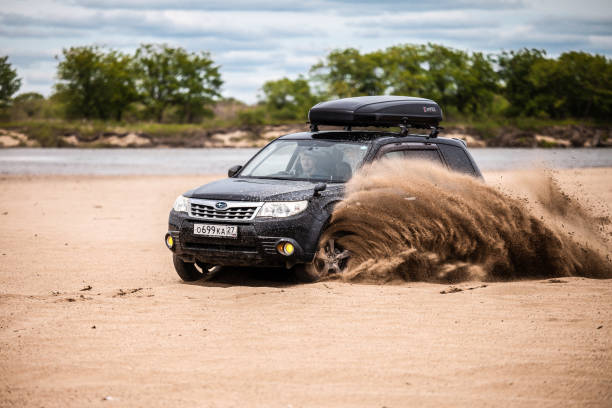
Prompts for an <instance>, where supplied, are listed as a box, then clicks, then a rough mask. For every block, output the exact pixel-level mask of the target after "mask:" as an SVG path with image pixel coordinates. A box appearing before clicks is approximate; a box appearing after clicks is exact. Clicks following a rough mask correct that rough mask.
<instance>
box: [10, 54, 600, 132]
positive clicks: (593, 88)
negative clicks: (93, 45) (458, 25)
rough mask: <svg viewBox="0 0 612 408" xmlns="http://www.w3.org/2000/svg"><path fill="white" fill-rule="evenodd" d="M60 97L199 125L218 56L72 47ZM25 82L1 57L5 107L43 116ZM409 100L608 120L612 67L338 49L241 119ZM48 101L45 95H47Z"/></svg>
mask: <svg viewBox="0 0 612 408" xmlns="http://www.w3.org/2000/svg"><path fill="white" fill-rule="evenodd" d="M57 79H58V82H57V83H56V84H55V86H54V94H53V95H52V96H51V99H53V100H54V101H57V102H58V103H59V104H60V105H61V106H62V110H61V111H62V113H61V114H62V115H64V116H65V117H68V118H84V119H103V120H109V119H112V120H116V121H121V120H123V119H124V118H125V113H126V112H129V113H130V118H132V119H134V118H135V119H137V120H155V121H158V122H161V121H164V120H165V121H173V122H200V121H202V120H203V119H204V118H206V117H210V116H211V114H212V112H211V107H212V106H213V105H214V104H215V102H216V101H218V100H219V98H220V89H221V86H222V84H223V81H222V79H221V75H220V72H219V66H218V65H215V63H214V61H213V60H212V58H211V56H210V54H209V53H206V52H200V53H193V52H187V51H186V50H184V49H183V48H180V47H170V46H168V45H164V44H161V45H160V44H144V45H142V46H140V47H139V48H138V49H137V50H136V52H135V53H133V54H125V53H122V52H119V51H116V50H112V49H106V48H103V47H97V46H83V47H72V48H69V49H64V50H63V53H62V56H61V57H59V58H58V66H57ZM19 86H20V79H19V78H18V77H17V74H16V72H15V70H14V69H12V68H11V66H10V64H9V63H8V61H7V57H3V58H0V108H2V107H4V108H6V107H7V106H8V105H10V104H11V103H14V104H22V105H23V106H24V108H23V109H26V110H27V109H29V110H30V111H35V110H36V109H37V108H36V107H37V106H39V105H37V104H40V103H41V98H42V96H41V95H38V94H22V95H20V96H17V97H16V98H14V99H12V95H13V94H14V93H15V92H16V91H17V90H18V89H19ZM382 94H395V95H409V96H420V97H425V98H430V99H433V100H435V101H437V102H438V103H439V104H440V105H441V106H442V108H443V109H444V110H445V112H446V113H447V116H450V117H453V118H458V119H461V118H466V117H468V118H475V119H477V118H478V117H482V116H483V115H487V116H490V115H496V116H503V117H536V118H550V119H564V118H584V119H595V120H603V121H609V119H610V117H611V114H612V61H611V60H610V59H608V58H606V57H605V56H602V55H594V54H590V53H586V52H579V51H571V52H565V53H563V54H561V55H560V56H558V57H556V58H553V57H549V56H548V55H547V54H546V51H544V50H538V49H521V50H518V51H502V52H499V53H497V54H484V53H481V52H466V51H462V50H458V49H453V48H449V47H445V46H442V45H438V44H427V45H413V44H406V45H397V46H392V47H389V48H386V49H384V50H377V51H372V52H367V53H362V52H360V51H359V50H357V49H354V48H347V49H339V50H334V51H332V52H330V53H329V54H328V55H327V56H325V58H323V59H322V60H321V61H320V62H318V63H317V64H315V65H313V66H312V67H311V68H310V70H309V71H308V73H305V74H303V75H300V76H299V77H298V78H297V79H289V78H282V79H278V80H272V81H267V82H266V83H264V85H263V86H262V88H261V94H260V96H259V103H258V104H257V105H256V106H254V107H251V108H247V109H245V110H243V111H242V112H241V113H239V120H240V121H241V122H242V123H247V124H258V123H265V122H275V121H304V120H305V118H306V116H307V112H308V109H310V107H311V106H312V105H314V104H315V103H317V102H319V101H322V100H328V99H333V98H344V97H351V96H363V95H382ZM42 99H44V98H42Z"/></svg>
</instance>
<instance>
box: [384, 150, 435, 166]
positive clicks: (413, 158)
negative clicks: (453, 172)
mask: <svg viewBox="0 0 612 408" xmlns="http://www.w3.org/2000/svg"><path fill="white" fill-rule="evenodd" d="M382 157H383V158H385V159H396V158H398V159H400V158H401V159H408V160H431V161H433V162H436V163H439V164H443V163H442V160H441V159H440V155H439V154H438V151H437V150H433V149H428V150H419V149H405V150H393V151H390V152H387V153H385V154H383V156H382Z"/></svg>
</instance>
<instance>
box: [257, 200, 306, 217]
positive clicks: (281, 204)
mask: <svg viewBox="0 0 612 408" xmlns="http://www.w3.org/2000/svg"><path fill="white" fill-rule="evenodd" d="M306 207H308V201H275V202H269V203H264V205H263V206H262V207H261V209H260V210H259V213H258V214H257V216H258V217H290V216H292V215H296V214H299V213H301V212H302V211H304V210H305V209H306Z"/></svg>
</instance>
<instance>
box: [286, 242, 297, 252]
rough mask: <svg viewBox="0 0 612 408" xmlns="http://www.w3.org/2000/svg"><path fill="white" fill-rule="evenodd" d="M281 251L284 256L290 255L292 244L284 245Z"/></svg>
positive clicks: (292, 249) (292, 251)
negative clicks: (283, 252) (286, 255)
mask: <svg viewBox="0 0 612 408" xmlns="http://www.w3.org/2000/svg"><path fill="white" fill-rule="evenodd" d="M283 251H284V252H285V255H292V254H293V251H295V248H294V247H293V244H292V243H290V242H286V243H285V245H283Z"/></svg>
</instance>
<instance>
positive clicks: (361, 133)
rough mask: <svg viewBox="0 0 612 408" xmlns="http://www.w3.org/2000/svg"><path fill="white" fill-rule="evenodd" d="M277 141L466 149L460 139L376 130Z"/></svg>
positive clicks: (343, 130) (281, 138)
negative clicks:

++++++++

## TASK PROMPT
Print the data above exactly; drop every picture.

## TASK RESPONSE
Prompts for an <instance>, where supplied, are listed as a box, then clicks, then a rough mask. For every block, output the exact pixel-level mask of the target after "mask:" as an SVG path with image pixel coordinates. A box appearing before clicks is approximate; a box appearing after clicks is exact. Clicks following a rough mask correct that rough mask.
<instance>
box: [10, 54, 600, 132]
positive clicks: (593, 88)
negative clicks: (93, 45) (458, 25)
rough mask: <svg viewBox="0 0 612 408" xmlns="http://www.w3.org/2000/svg"><path fill="white" fill-rule="evenodd" d="M60 97L199 125L218 56L72 47ZM25 82L1 57L5 107L43 116ZM409 100L608 120L612 67L338 49L241 119ZM48 101L45 95H47Z"/></svg>
mask: <svg viewBox="0 0 612 408" xmlns="http://www.w3.org/2000/svg"><path fill="white" fill-rule="evenodd" d="M57 79H58V82H57V83H56V84H55V86H54V94H53V95H52V96H51V99H53V100H54V101H57V102H58V103H59V104H60V105H61V106H62V110H61V111H62V113H61V114H62V115H64V116H65V117H68V118H84V119H103V120H109V119H112V120H116V121H121V120H123V119H124V118H125V113H126V112H129V113H130V118H132V119H134V118H135V119H137V120H155V121H158V122H161V121H164V120H165V121H173V122H200V121H202V120H203V119H204V118H206V117H210V116H211V114H212V112H211V107H212V106H213V105H214V104H215V102H216V101H218V100H219V98H220V89H221V86H222V84H223V81H222V79H221V75H220V72H219V66H218V65H215V63H214V61H213V60H212V58H211V56H210V54H209V53H206V52H200V53H193V52H187V51H186V50H184V49H183V48H180V47H170V46H168V45H164V44H161V45H160V44H144V45H142V46H140V47H139V48H138V49H137V50H136V52H135V53H133V54H125V53H122V52H119V51H116V50H112V49H106V48H103V47H97V46H83V47H72V48H69V49H64V50H63V53H62V56H61V57H59V58H58V66H57ZM19 86H20V79H19V78H18V77H17V74H16V72H15V70H14V69H12V68H11V66H10V64H9V63H8V61H7V57H3V58H0V108H2V107H4V108H6V107H7V106H8V105H10V104H11V103H14V104H22V105H23V106H24V108H23V109H26V110H27V109H29V110H30V111H35V110H36V109H37V108H36V107H37V106H39V105H37V104H40V103H41V98H42V96H41V95H38V94H22V95H20V96H17V97H16V98H14V99H12V95H13V94H14V93H15V92H16V91H17V90H18V89H19ZM382 94H395V95H409V96H420V97H425V98H430V99H433V100H435V101H437V102H438V103H439V104H440V105H441V106H442V108H443V109H444V110H445V112H446V113H447V116H450V117H453V118H458V119H461V118H466V117H468V118H475V119H477V118H478V117H482V116H483V115H487V116H490V115H496V116H503V117H536V118H550V119H564V118H584V119H595V120H603V121H609V119H610V117H611V114H612V61H611V60H610V59H608V58H606V57H605V56H602V55H594V54H590V53H586V52H579V51H571V52H565V53H563V54H561V55H560V56H558V57H556V58H553V57H549V56H548V55H547V54H546V51H544V50H538V49H521V50H518V51H502V52H499V53H497V54H484V53H481V52H466V51H462V50H458V49H453V48H449V47H445V46H442V45H438V44H427V45H413V44H406V45H397V46H392V47H389V48H386V49H384V50H377V51H372V52H367V53H362V52H360V51H359V50H357V49H354V48H347V49H339V50H334V51H332V52H330V53H329V54H328V55H327V56H325V58H323V59H322V60H321V61H320V62H318V63H317V64H315V65H313V66H312V67H311V68H310V70H309V71H308V73H305V74H303V75H300V76H299V77H298V78H297V79H289V78H282V79H278V80H272V81H267V82H266V83H264V85H263V86H262V88H261V94H260V96H259V103H258V104H257V105H256V106H254V107H251V108H247V109H245V110H243V111H242V112H241V113H239V120H240V121H241V122H242V123H247V124H258V123H265V122H275V121H304V120H305V118H306V116H307V112H308V109H310V107H311V106H312V105H314V104H315V103H317V102H319V101H322V100H328V99H333V98H344V97H351V96H363V95H382ZM42 99H44V98H42Z"/></svg>
</instance>
<instance>
box: [384, 150, 435, 166]
positive clicks: (413, 158)
negative clicks: (453, 172)
mask: <svg viewBox="0 0 612 408" xmlns="http://www.w3.org/2000/svg"><path fill="white" fill-rule="evenodd" d="M382 157H383V158H385V159H396V158H398V159H400V158H401V159H408V160H431V161H433V162H436V163H439V164H443V163H442V160H441V159H440V155H439V154H438V151H437V150H433V149H428V150H419V149H405V150H393V151H390V152H387V153H385V154H383V156H382Z"/></svg>
</instance>
<instance>
box: [257, 200, 306, 217]
positive clicks: (281, 204)
mask: <svg viewBox="0 0 612 408" xmlns="http://www.w3.org/2000/svg"><path fill="white" fill-rule="evenodd" d="M306 207H308V201H275V202H269V203H264V205H263V206H262V207H261V209H260V210H259V213H258V214H257V216H258V217H290V216H292V215H296V214H299V213H301V212H302V211H304V210H305V209H306Z"/></svg>
</instance>
<instance>
box: [286, 242, 297, 252]
rough mask: <svg viewBox="0 0 612 408" xmlns="http://www.w3.org/2000/svg"><path fill="white" fill-rule="evenodd" d="M281 251L284 256L290 255L292 244L284 245Z"/></svg>
positive clicks: (292, 249) (292, 251)
negative clicks: (283, 252) (286, 255)
mask: <svg viewBox="0 0 612 408" xmlns="http://www.w3.org/2000/svg"><path fill="white" fill-rule="evenodd" d="M283 251H284V252H285V255H292V254H293V251H295V248H294V247H293V244H292V243H290V242H286V243H285V245H283Z"/></svg>
</instance>
<instance>
positive clicks: (361, 133)
rough mask: <svg viewBox="0 0 612 408" xmlns="http://www.w3.org/2000/svg"><path fill="white" fill-rule="evenodd" d="M277 141L466 149L460 139L376 130Z"/></svg>
positive clicks: (343, 130) (281, 138)
negative clicks:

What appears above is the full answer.